Document passage:
27/05/2026
And our final 2026 Taliesin Prize winner is Raphael Tourette, concentrator in Applied Math (CS) with a secondary in History of Art and Architecture.
"My coursework has explored the process of building, by and for humans.
The master masons of Notre-Dame raised 226 feet of stone without standardized measurement, guided only by geometry and a determination to build something greater than themselves. The cathedral was a technological advancement allowing humans to approach the divine. Its recent reconstruction prompted debate about whether France ought to preserve the edifice’s Catholic heritage under laïcité — an argument reaching the national government as well as my French family’s dinner table.
Photography handed the next generation a technology that reshaped how people understood their world. The Soviet and N**i regimes weaponized photomontage and mass-printing to systematically manufacture belief. Unlike painting, the assembled photograph claimed reality by placing the viewer inside the image, collapsing the distance between fiction and truth. The same medium, in different hands, became an instrument of refusal. In 1920s Paris, Claude Cahun staged self-portraits that shattered every category her era used to contain her, turning Surrealism's own grammar against its tendency to reduce women to objects.

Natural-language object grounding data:
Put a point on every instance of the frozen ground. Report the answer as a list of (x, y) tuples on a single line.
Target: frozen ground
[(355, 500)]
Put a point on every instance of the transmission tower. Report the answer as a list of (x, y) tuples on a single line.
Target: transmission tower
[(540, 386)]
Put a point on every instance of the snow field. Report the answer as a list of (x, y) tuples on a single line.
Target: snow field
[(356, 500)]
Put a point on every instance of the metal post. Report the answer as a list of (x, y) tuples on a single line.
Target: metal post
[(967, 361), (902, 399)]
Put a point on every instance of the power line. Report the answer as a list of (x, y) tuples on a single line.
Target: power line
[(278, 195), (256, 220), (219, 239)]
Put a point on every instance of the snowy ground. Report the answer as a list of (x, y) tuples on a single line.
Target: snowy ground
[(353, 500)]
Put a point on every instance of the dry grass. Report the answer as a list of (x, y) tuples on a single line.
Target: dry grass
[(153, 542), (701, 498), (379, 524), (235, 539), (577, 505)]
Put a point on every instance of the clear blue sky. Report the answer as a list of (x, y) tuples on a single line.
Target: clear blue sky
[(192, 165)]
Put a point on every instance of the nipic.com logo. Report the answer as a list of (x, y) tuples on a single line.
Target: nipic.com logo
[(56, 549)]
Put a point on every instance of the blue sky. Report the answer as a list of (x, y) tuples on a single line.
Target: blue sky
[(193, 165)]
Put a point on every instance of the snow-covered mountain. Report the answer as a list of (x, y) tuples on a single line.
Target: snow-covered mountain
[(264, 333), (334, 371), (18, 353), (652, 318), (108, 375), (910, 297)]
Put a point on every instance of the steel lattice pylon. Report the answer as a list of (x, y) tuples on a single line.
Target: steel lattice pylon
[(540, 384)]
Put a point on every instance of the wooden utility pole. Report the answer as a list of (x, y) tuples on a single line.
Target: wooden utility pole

What to produce:
Pick up the Taliesin Prize announcement after its last sentence and carry on with the winner's statement. These records have no connection to the Taliesin Prize announcement.

Result:
Each of these builders absorbed the world deeply enough to see what it was ready for next, where their inventions became the environment everyone else lived inside. The same patterns recur in the mathematics underneath AI, where optimization and probabilistic algorithms encode human judgment into systems that can shape human thinking at scale. I study applied mathematics and computation because those are the materials of this moment, while I turn to art history to learn how to build towards human progress."